- _Written task_:
Rewrite the data below with every "single marker" changed to "single point", leaving everything else as it is.

- _Material_:
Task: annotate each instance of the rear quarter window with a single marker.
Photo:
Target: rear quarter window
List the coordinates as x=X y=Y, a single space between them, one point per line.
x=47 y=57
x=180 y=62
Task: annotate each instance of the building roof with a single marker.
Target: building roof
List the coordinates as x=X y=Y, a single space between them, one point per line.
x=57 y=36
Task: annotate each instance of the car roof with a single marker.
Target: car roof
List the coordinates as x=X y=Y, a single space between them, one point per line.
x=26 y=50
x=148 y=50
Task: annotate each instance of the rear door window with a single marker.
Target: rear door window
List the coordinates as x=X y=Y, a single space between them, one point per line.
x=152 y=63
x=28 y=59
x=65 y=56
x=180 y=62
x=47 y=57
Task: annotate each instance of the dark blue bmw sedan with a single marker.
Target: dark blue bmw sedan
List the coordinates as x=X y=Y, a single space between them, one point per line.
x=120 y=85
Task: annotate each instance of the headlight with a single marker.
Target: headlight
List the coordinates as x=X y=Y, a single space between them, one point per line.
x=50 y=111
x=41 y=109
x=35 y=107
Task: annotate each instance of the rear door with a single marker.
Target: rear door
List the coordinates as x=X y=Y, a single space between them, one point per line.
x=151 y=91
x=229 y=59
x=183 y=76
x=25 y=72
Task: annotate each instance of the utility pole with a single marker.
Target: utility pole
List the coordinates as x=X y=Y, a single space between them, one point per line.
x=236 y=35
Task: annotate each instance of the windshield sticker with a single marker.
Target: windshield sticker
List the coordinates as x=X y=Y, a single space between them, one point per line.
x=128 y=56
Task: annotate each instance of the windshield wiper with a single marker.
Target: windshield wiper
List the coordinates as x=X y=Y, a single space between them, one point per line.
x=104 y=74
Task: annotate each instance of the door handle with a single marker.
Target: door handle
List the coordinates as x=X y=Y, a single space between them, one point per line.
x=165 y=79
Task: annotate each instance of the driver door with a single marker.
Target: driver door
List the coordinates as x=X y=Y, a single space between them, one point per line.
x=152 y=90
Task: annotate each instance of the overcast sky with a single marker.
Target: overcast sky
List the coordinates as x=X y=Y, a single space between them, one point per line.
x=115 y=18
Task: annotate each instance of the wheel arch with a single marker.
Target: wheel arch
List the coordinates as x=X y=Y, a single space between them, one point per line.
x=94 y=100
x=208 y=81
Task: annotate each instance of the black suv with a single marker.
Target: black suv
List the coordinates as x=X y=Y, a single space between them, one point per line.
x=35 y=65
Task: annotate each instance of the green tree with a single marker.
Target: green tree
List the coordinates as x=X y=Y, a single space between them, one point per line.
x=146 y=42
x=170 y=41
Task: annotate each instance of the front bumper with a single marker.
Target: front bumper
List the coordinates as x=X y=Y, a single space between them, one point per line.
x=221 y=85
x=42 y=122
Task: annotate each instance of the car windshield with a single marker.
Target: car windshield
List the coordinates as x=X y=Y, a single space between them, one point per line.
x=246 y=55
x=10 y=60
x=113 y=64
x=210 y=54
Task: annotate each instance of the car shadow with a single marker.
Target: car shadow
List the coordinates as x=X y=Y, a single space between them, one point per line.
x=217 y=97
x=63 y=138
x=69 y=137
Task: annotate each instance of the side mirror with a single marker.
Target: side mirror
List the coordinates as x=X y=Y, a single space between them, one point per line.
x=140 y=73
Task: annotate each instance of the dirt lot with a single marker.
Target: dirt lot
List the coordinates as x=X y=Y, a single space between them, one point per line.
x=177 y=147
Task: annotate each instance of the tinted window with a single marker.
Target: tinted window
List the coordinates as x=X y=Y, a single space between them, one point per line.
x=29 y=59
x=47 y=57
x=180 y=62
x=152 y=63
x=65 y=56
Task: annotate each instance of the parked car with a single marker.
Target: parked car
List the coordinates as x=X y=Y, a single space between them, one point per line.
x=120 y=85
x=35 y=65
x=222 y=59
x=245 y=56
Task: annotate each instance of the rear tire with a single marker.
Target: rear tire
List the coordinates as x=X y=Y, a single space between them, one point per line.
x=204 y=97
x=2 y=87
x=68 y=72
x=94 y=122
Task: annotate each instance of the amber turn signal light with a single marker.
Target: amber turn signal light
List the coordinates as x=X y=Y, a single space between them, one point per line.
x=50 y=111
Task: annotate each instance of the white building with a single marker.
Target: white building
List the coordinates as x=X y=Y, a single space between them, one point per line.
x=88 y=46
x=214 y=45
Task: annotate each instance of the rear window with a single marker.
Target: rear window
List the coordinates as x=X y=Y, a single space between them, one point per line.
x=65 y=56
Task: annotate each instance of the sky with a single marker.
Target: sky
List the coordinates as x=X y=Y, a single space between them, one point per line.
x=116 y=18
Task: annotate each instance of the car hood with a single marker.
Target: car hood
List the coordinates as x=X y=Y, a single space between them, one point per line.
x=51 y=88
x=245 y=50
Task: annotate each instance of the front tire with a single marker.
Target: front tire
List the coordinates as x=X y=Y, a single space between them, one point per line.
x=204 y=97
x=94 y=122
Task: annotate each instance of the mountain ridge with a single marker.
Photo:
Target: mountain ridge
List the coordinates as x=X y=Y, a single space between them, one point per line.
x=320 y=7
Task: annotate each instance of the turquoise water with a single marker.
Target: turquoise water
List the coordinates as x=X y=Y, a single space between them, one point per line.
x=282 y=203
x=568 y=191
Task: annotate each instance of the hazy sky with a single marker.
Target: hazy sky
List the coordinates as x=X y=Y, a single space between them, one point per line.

- _Written answer_:
Task: annotate each instance of the rear quarter window with a single point.
Photo:
Target: rear quarter window
List the coordinates as x=X y=Y, a single space between them, one point per line.
x=47 y=57
x=180 y=62
Task: annotate each instance of the building roof with a single point.
Target: building roof
List the coordinates as x=X y=Y, a single space between them, one point per line.
x=57 y=36
Task: annotate each instance of the car roof with a single point.
Target: car roof
List the coordinates as x=X y=Y, a single space between them, one point per line.
x=26 y=50
x=148 y=50
Task: annotate each instance of the rear door window with a single point.
Target: rear door window
List the coordinates as x=X y=Y, a single space between them, one point per line.
x=152 y=63
x=28 y=59
x=65 y=56
x=180 y=62
x=47 y=57
Task: annotate each instance of the dark blue bmw sedan with a single point.
Target: dark blue bmw sedan
List the coordinates as x=X y=Y, a single space between them, one point per line.
x=120 y=85
Task: annotate each instance of the headlight with a single point.
Target: headlight
List the coordinates as x=X y=Y, a single space between them, one point per line.
x=50 y=111
x=41 y=109
x=35 y=107
Task: annotate each instance of the rear door with a single point.
Target: rear door
List the coordinates as x=X y=Y, a single space between them, one point per line.
x=151 y=91
x=229 y=59
x=183 y=76
x=25 y=72
Task: annotate each instance of the utility pole with a single point.
Target: utility pole
List the coordinates as x=X y=Y, a single space between them, one point per line.
x=236 y=35
Task: annotate each instance of the windshield sticker with a single point.
Target: windshield sticker
List the coordinates as x=X y=Y, a single space between them, one point per line.
x=128 y=56
Task: annotate each instance of the windshield wiper with a single point.
Target: windshield wiper
List the coordinates as x=X y=Y, a single space between them, one point per line.
x=104 y=74
Task: annotate each instance of the door handle with a single point.
Target: door handle
List the coordinates as x=X y=Y, a single space between them, one point per line.
x=165 y=79
Task: annotate each instance of the driver door with a single point.
Target: driver door
List the coordinates as x=X y=Y, a single space between them, one point per line.
x=152 y=90
Task: annotate each instance of the overcast sky with a single point.
Target: overcast sky
List the coordinates as x=X y=Y, a single space between them, one point per line.
x=115 y=18
Task: annotate each instance of the wheel arch with a single point.
Target: wheel arch
List the coordinates as x=X y=Y, a single space between them, one point per line.
x=94 y=100
x=208 y=81
Task: annotate each instance of the black suv with a single point.
Target: black suv
List the coordinates as x=X y=Y, a single space between them, one point per line.
x=35 y=65
Task: annotate each instance of the green tree with a single point.
Target: green tree
List the coordinates as x=X y=Y, a single space between them, one point per line.
x=146 y=42
x=170 y=41
Task: annotate each instance of the front bumper with a single point.
Target: front bumper
List the coordinates as x=X y=Y, a single space between them, one point per line.
x=221 y=85
x=42 y=122
Task: annotate each instance of the car windshield with a single point.
Target: car windshield
List the coordinates as x=X y=Y, a single space between them, one point per line.
x=246 y=55
x=10 y=60
x=113 y=64
x=210 y=54
Task: annotate each instance of the car shadow with a single point.
Target: car shadow
List the coordinates as x=X y=Y, a single space between them, one point per line.
x=217 y=97
x=63 y=138
x=69 y=137
Task: annotate each instance of the side mirror with a single point.
Target: side mirror
List the coordinates as x=X y=Y, a single space between them, one point per line.
x=140 y=73
Task: annotate each instance of the dirt lot with a single point.
Target: dirt lot
List the coordinates as x=X y=Y, a single space between them, one point per line.
x=177 y=147
Task: annotate each instance of the tinted window with a single point.
Target: tinted window
List the coordinates as x=X y=Y, a single space between them, one point per line.
x=29 y=59
x=47 y=57
x=180 y=62
x=152 y=63
x=65 y=56
Task: annotate each instance of the parked car with a single point.
Target: parked car
List the coordinates as x=X y=Y, a single space between them, one point per line.
x=120 y=85
x=35 y=65
x=222 y=59
x=245 y=56
Task: annotate each instance of the rear tire with a single point.
Target: rear tire
List the coordinates as x=X y=Y, a single space between them, one point per line.
x=204 y=97
x=2 y=87
x=68 y=72
x=94 y=122
Task: annotate each instance of the amber turn signal light with a single point.
Target: amber turn signal light
List the coordinates as x=X y=Y, a single space between them, one point per line.
x=50 y=111
Task: annotate each instance of the white building with a single point.
Target: white building
List the coordinates as x=X y=Y, a single space between them, one point per line.
x=88 y=46
x=214 y=45
Task: annotate each instance of the rear window with a single point.
Target: rear window
List the coordinates as x=X y=Y, a single space between them, one point per line.
x=65 y=56
Task: annotate each instance of the sky with a single point.
Target: sky
List the coordinates as x=X y=Y, a single space between them, one point per line.
x=116 y=18
Task: annotate each instance of the car hood with a single point.
Target: car hood
List the coordinates as x=X y=Y, a single space between them, one point per line.
x=51 y=88
x=245 y=50
Task: annotate each instance of the front tire with a single point.
Target: front tire
List the coordinates as x=X y=Y, a single space between them, one point per line.
x=204 y=97
x=94 y=122
Task: annotate each instance of the mountain ridge with a single point.
Photo:
Target: mountain ridge
List the coordinates as x=X y=Y, a single space between them, one point per line.
x=320 y=7
Task: annotate each instance of the turquoise water with a single point.
Target: turquoise water
List the coordinates as x=X y=Y, a single space between them, one point per line.
x=282 y=203
x=568 y=191
Task: annotate each instance of the hazy sky with a single point.
Target: hazy sky
List the coordinates as x=X y=Y, a single space between them, one point per line.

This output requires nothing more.